> _REQUIREMENTS_:
Please return each line of the material below that contains the string "table", copied in full. Match case exactly.

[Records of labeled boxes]
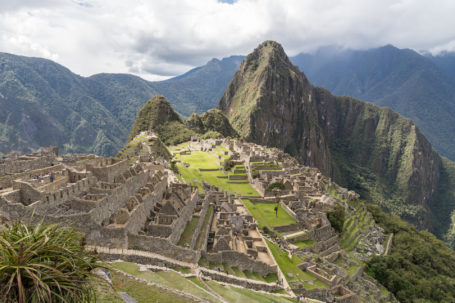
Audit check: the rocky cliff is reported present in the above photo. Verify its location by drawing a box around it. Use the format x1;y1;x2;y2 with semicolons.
128;95;195;145
219;41;441;228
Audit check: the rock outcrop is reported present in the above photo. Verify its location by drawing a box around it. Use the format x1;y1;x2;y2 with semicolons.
219;41;441;228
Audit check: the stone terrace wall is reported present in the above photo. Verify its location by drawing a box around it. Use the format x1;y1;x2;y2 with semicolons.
126;177;167;234
200;267;283;292
87;159;129;183
34;173;96;213
169;190;199;244
128;234;200;263
0;156;55;176
90;172;148;224
190;199;210;249
205;250;277;276
0;164;64;188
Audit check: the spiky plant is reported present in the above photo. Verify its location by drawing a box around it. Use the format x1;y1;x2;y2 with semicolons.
0;222;99;303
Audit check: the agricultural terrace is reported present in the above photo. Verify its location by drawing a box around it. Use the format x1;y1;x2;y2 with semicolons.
171;143;328;294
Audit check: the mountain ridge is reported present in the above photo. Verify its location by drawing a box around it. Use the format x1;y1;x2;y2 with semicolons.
219;41;450;235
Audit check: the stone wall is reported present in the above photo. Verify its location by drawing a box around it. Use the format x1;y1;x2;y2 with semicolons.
128;234;200;263
126;176;167;234
91;172;151;224
200;267;283;292
87;159;129;183
35;173;96;213
0;156;55;176
190;199;209;249
204;250;277;276
169;189;199;244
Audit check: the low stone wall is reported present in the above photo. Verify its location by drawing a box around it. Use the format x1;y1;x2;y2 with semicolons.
280;202;298;221
273;223;299;233
200;268;283;292
128;234;200;263
91;246;194;268
308;224;333;242
90;173;151;224
169;190;199;244
190;199;209;249
0;156;55;176
204;250;277;276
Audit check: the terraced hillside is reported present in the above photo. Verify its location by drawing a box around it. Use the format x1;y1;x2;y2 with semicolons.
170;140;394;302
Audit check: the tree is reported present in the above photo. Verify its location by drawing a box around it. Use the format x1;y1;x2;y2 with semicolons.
0;222;103;303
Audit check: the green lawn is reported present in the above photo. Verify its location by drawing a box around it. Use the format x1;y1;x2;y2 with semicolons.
112;262;217;302
242;199;296;228
177;217;199;246
206;281;296;303
266;240;329;290
175;152;259;196
112;272;196;303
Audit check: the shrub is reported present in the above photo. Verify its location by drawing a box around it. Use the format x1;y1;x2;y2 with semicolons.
327;204;344;233
0;222;100;303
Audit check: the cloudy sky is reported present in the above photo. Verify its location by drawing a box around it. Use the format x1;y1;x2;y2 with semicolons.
0;0;455;80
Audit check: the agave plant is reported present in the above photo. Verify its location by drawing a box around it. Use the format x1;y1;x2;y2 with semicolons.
0;222;100;303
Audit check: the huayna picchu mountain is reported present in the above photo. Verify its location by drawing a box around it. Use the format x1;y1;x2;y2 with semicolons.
219;41;453;235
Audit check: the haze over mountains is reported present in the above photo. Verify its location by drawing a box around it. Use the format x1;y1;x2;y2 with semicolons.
0;46;455;163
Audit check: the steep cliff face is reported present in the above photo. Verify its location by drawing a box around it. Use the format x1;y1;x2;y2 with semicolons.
219;41;441;227
128;95;195;145
219;41;332;175
186;109;238;138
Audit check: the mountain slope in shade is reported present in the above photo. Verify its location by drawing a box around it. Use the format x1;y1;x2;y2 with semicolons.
0;53;126;154
151;56;244;117
0;53;242;156
219;41;448;233
293;45;455;163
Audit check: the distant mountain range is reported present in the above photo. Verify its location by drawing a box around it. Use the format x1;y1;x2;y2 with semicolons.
0;46;455;159
292;45;455;159
0;53;242;155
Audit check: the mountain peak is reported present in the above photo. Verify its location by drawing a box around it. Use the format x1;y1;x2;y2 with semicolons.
128;95;183;141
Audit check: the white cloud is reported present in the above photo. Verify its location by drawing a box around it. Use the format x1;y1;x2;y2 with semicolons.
0;0;455;79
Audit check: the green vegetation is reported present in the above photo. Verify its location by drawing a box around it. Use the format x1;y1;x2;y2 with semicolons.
0;222;100;303
186;109;238;138
174;151;258;196
201;130;224;139
112;262;217;302
366;205;455;303
128;95;183;143
292;240;316;248
266;240;329;289
265;182;284;191
327;204;345;233
112;272;193;303
242;199;296;229
207;281;296;303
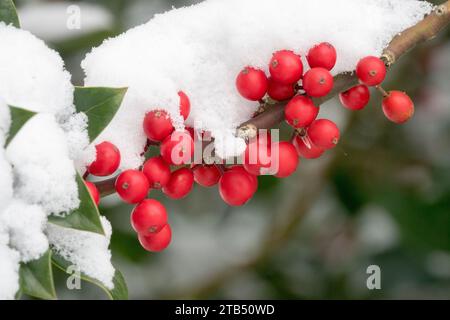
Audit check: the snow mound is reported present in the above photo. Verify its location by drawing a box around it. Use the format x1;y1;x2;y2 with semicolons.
82;0;432;168
47;217;115;289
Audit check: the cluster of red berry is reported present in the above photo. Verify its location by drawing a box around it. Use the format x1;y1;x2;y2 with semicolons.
86;43;414;252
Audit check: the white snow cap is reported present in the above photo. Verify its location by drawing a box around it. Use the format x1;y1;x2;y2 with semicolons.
0;22;95;165
47;217;115;289
19;1;113;41
82;0;432;168
6;113;80;215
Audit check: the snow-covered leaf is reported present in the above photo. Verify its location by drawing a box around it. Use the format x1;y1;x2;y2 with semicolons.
49;173;105;234
52;253;128;300
74;87;127;142
0;0;20;28
6;106;36;146
20;250;56;300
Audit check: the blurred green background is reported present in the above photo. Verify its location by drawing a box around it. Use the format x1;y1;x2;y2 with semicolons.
17;0;450;299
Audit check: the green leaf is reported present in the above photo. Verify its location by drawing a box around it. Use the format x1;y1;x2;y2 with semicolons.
49;173;105;234
0;0;20;28
74;87;127;142
5;107;36;146
52;253;128;300
20;249;56;300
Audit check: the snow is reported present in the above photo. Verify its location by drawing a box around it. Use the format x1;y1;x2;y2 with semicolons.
7;114;79;215
0;22;110;299
0;200;48;262
47;217;115;289
0;22;94;168
82;0;432;168
19;1;113;42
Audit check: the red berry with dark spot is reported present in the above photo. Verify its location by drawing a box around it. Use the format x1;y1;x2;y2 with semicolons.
236;67;268;101
178;91;191;120
269;50;303;84
308;119;340;150
88;141;120;177
84;181;100;205
339;84;370;110
284;96;320;128
219;167;257;206
142;157;170;189
138;224;172;252
383;91;414;124
306;42;336;70
267;78;295;101
244;132;272;176
192;164;222;187
303;68;334;98
356;56;386;86
115;170;150;203
160;131;194;166
163;168;194;200
131;199;167;236
272;141;299;178
292;135;325;159
143;110;174;142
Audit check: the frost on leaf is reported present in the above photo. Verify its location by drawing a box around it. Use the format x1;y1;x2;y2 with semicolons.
82;0;431;168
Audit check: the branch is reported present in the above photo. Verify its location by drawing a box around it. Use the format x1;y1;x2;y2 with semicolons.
95;0;450;197
237;0;450;138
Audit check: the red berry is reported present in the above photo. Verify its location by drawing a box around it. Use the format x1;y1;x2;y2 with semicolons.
244;133;272;176
131;199;167;235
267;77;295;101
306;42;336;70
272;141;299;178
284;96;320;128
219;167;258;206
292;135;325;159
303;68;334;98
192;164;222;187
339;84;370;110
160;131;194;166
178;91;191;120
356;56;386;86
84;181;100;205
142;157;170;189
88;141;120;177
116;170;150;203
269;50;303;84
383;91;414;124
308;119;340;150
138;224;172;252
144;110;174;142
236;67;268;101
163;168;194;200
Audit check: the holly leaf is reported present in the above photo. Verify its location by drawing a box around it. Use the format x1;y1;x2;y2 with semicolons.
52;253;128;300
49;173;105;235
19;249;56;300
0;0;20;28
5;107;36;147
74;87;127;142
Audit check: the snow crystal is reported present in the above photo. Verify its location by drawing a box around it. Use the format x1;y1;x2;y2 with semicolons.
0;22;94;168
7;114;79;214
47;217;115;289
19;1;113;42
0;22;73;114
0;242;19;300
82;0;431;162
0;98;13;213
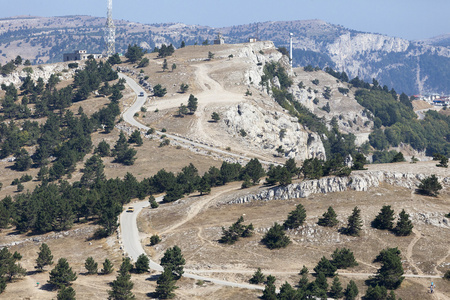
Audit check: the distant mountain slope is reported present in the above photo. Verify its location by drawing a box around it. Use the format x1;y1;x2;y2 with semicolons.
0;16;450;95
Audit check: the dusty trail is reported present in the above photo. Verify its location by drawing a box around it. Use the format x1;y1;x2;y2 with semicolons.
161;184;241;234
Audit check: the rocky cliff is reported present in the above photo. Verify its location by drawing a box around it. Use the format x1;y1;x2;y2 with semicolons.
226;171;450;204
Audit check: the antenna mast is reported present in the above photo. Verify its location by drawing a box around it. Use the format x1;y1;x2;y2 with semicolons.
105;0;116;56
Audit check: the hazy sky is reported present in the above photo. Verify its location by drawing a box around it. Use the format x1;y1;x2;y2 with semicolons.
0;0;450;40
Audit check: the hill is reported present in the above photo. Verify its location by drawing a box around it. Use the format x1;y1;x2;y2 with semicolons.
0;16;450;95
0;42;449;299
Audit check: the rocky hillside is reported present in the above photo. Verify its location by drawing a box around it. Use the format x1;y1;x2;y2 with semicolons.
0;16;450;94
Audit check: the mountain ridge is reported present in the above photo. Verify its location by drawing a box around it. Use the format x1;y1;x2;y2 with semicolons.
0;16;450;95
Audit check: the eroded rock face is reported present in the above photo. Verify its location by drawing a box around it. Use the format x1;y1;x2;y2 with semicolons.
227;171;450;204
223;103;326;160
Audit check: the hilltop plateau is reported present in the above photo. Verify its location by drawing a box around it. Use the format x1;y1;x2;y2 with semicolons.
0;16;450;95
0;41;450;300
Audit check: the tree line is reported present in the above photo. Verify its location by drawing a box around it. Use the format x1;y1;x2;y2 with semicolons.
0;243;186;300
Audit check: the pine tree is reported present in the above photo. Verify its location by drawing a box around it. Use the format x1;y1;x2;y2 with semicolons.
330;276;344;299
344;280;359;300
48;258;77;289
261;275;278;300
187;94;198;114
394;209;414;236
315;272;328;291
35;243;53;271
108;263;135;300
128;129;143;146
135;254;150;274
331;248;358;269
278;281;298;300
261;222;291;249
314;256;337;277
372;205;395;230
364;285;387;300
0;247;27;282
298;274;309;290
102;258;114;275
56;286;76;300
317;206;339;227
84;256;98;275
119;257;133;273
344;206;362;236
161;246;186;279
299;265;309;275
418;174;442;197
155;268;178;299
283;203;306;229
375;248;405;290
249;268;265;284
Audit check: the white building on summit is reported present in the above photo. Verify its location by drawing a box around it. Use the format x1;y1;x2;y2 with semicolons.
64;50;103;61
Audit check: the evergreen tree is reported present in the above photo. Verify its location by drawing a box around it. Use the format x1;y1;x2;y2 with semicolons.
128;129;144;146
108;263;135;300
56;286;76;300
241;158;266;184
299;265;309;275
35;243;53;271
80;155;106;187
344;206;362;236
278;281;298;300
198;176;211;195
94;140;111;157
375;248;405;289
317;206;339;227
119;257;133;273
0;247;27;282
372;205;395;230
419;174;442;197
155;268;178;299
161;246;186;279
48;258;77;289
102;258;114;275
13;148;32;171
135;254;150;274
394;209;414;236
249;268;265;284
315;272;328;292
314;256;337;277
150;234;161;246
298;274;309;291
84;256;98;275
330;276;344;299
364;285;387;300
331;248;358;269
344;280;359;300
283;203;306;229
261;275;278;300
261;222;291;249
113;131;136;166
187;94;198;114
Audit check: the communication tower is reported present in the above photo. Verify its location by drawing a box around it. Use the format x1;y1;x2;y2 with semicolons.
105;0;116;56
289;32;294;68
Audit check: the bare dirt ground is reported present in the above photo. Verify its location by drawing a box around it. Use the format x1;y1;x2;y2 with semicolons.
139;170;450;299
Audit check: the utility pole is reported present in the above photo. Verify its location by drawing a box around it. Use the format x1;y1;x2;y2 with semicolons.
105;0;116;57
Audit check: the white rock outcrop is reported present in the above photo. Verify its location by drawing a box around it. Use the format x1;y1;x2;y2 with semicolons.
223;103;326;160
226;171;450;204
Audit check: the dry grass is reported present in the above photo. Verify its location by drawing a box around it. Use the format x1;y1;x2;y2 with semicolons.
140;178;450;299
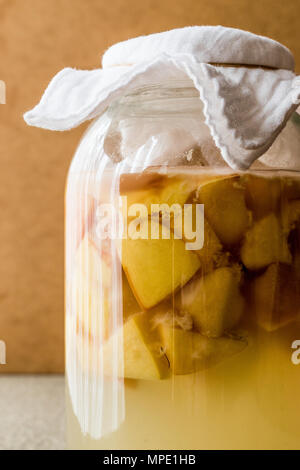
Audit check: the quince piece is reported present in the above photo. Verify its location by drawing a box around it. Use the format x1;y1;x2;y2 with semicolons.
197;175;251;245
102;313;169;380
121;220;201;309
160;325;247;375
244;174;282;218
174;204;224;271
241;213;292;271
177;267;244;337
250;263;300;331
282;200;300;234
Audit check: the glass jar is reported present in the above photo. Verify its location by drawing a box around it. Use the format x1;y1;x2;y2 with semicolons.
66;80;300;449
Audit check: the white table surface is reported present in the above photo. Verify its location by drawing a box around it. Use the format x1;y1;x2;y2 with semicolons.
0;375;65;450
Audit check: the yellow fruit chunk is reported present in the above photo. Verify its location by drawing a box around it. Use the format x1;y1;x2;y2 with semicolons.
178;267;244;337
241;214;292;270
250;263;300;331
121;220;201;309
122;272;141;322
102;313;169;380
174;204;223;271
197;175;251;245
244;174;282;218
160;326;247;375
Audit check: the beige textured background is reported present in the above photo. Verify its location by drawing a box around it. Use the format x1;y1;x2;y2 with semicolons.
0;0;300;372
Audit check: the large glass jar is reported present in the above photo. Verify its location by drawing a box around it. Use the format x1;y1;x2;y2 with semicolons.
66;80;300;449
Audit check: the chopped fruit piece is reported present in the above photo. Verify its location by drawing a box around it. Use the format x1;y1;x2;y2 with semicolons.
244;175;281;218
150;302;193;331
241;214;292;271
102;313;169;380
250;263;300;331
174;204;224;271
160;325;247;375
121;176;199;216
122;220;201;309
197;175;251;245
177;267;244;337
122;272;141;321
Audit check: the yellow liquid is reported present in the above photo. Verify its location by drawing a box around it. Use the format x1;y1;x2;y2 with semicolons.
68;323;300;450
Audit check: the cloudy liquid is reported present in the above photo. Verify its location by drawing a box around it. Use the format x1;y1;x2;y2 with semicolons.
67;168;300;450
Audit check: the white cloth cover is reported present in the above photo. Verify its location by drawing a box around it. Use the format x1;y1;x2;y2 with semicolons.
24;26;300;170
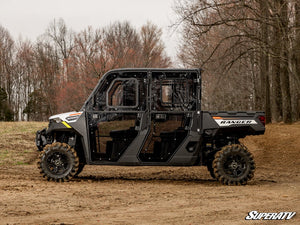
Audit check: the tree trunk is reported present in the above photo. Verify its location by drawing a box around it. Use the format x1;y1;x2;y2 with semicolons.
280;0;292;123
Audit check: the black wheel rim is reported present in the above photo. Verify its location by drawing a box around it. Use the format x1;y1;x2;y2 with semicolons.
224;155;247;178
47;152;70;175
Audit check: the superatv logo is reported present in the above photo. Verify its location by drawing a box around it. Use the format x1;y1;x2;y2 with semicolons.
245;211;296;220
215;119;257;127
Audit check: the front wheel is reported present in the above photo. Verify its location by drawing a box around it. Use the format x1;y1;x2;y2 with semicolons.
38;142;79;182
213;144;255;185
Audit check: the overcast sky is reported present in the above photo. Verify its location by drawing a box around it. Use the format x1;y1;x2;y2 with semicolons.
0;0;178;58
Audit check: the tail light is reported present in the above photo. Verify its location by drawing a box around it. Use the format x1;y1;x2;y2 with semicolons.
258;116;266;126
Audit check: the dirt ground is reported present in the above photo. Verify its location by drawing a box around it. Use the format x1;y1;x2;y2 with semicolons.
0;123;300;225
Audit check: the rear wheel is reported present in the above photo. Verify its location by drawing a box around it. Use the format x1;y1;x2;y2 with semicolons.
74;163;85;177
212;144;255;185
38;142;79;182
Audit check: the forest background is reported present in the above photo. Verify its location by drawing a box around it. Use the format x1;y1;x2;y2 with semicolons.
0;0;300;123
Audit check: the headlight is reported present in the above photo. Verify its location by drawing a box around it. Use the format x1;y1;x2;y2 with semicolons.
50;117;62;123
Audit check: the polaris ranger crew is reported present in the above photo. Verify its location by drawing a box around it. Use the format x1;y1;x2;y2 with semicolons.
36;68;265;185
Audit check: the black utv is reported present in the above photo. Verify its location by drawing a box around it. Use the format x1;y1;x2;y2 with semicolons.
36;68;265;185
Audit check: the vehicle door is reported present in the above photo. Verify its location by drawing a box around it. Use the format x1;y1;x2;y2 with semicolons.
139;71;197;162
87;71;147;162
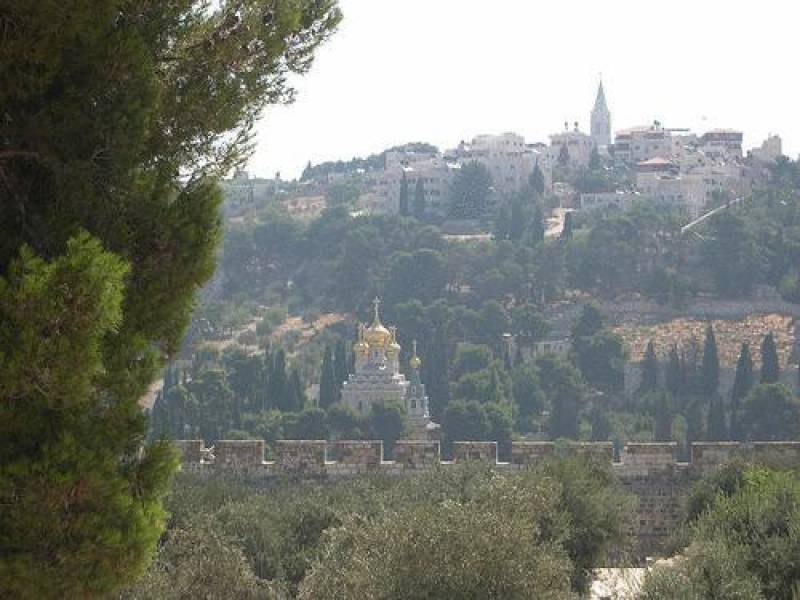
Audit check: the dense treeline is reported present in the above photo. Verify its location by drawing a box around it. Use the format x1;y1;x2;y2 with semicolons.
0;0;341;599
641;461;800;600
170;161;800;452
123;458;630;599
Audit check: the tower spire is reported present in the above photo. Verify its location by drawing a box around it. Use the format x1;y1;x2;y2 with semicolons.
372;296;381;325
591;74;611;146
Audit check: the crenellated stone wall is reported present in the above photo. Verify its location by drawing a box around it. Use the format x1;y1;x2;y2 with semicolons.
175;440;800;557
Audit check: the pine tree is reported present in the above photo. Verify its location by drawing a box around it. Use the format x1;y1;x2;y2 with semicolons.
0;0;340;599
398;171;409;217
319;346;337;409
730;342;755;440
414;177;427;221
700;325;719;397
761;332;781;383
706;396;728;442
639;340;658;394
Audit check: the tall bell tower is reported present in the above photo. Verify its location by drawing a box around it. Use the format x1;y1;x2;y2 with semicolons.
591;79;611;146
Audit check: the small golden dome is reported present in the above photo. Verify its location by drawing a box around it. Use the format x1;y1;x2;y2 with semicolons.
408;340;422;369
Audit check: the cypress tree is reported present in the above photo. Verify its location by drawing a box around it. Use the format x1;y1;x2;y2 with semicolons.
706;396;728;442
508;198;525;241
287;369;306;412
514;344;525;367
0;0;341;599
528;161;544;197
589;405;611;442
700;325;719;396
319;346;337;409
414;177;426;221
664;346;684;398
761;332;781;383
731;342;755;440
422;328;450;420
527;204;545;246
494;202;511;240
398;171;408;217
639;340;658;394
333;338;348;402
269;348;291;411
653;393;672;442
561;212;573;241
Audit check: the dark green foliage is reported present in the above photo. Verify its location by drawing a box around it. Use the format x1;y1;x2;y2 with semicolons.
571;304;625;390
0;233;177;598
739;383;800;441
761;333;781;383
283;407;328;440
639;340;658;394
398;171;411;217
642;463;800;600
702;211;761;298
0;0;341;598
368;402;408;460
326;402;365;440
319;346;339;408
731;342;755;440
664;346;686;398
706;396;729;442
413;176;427;220
653;392;673;442
561;212;575;241
528;161;544;198
536;356;585;439
700;325;719;397
333;338;350;401
449;162;492;219
442;400;489;442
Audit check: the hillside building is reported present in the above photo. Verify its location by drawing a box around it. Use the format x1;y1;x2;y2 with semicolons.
590;81;611;148
342;298;439;439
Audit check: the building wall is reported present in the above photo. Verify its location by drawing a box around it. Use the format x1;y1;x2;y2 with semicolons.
176;440;800;558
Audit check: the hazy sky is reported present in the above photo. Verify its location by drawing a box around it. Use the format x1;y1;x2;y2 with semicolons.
250;0;800;178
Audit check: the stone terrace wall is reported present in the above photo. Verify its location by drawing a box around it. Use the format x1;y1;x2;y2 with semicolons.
176;440;800;557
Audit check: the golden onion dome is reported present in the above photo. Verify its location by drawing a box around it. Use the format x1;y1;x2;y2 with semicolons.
408;340;422;370
364;298;393;347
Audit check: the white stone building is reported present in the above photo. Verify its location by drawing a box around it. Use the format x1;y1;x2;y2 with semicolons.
613;122;684;164
446;132;547;195
342;298;439;439
373;156;460;215
698;129;743;161
550;122;597;167
750;135;783;163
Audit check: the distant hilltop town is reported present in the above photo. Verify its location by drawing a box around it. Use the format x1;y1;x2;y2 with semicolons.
231;82;782;224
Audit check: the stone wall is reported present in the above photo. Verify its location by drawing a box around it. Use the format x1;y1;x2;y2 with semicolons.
176;440;800;557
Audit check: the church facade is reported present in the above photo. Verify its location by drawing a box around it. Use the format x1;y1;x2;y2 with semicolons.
342;298;439;439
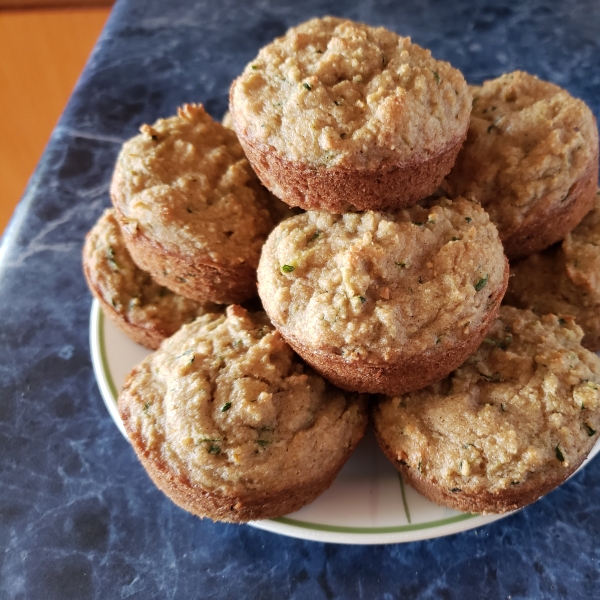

> _SOLUTION FOR THIS TASK_:
Audit check: the white table surface is reported present in the above photo. Verify its location by drawing a box around it. Use the format x1;y1;x2;y2 with semicolons.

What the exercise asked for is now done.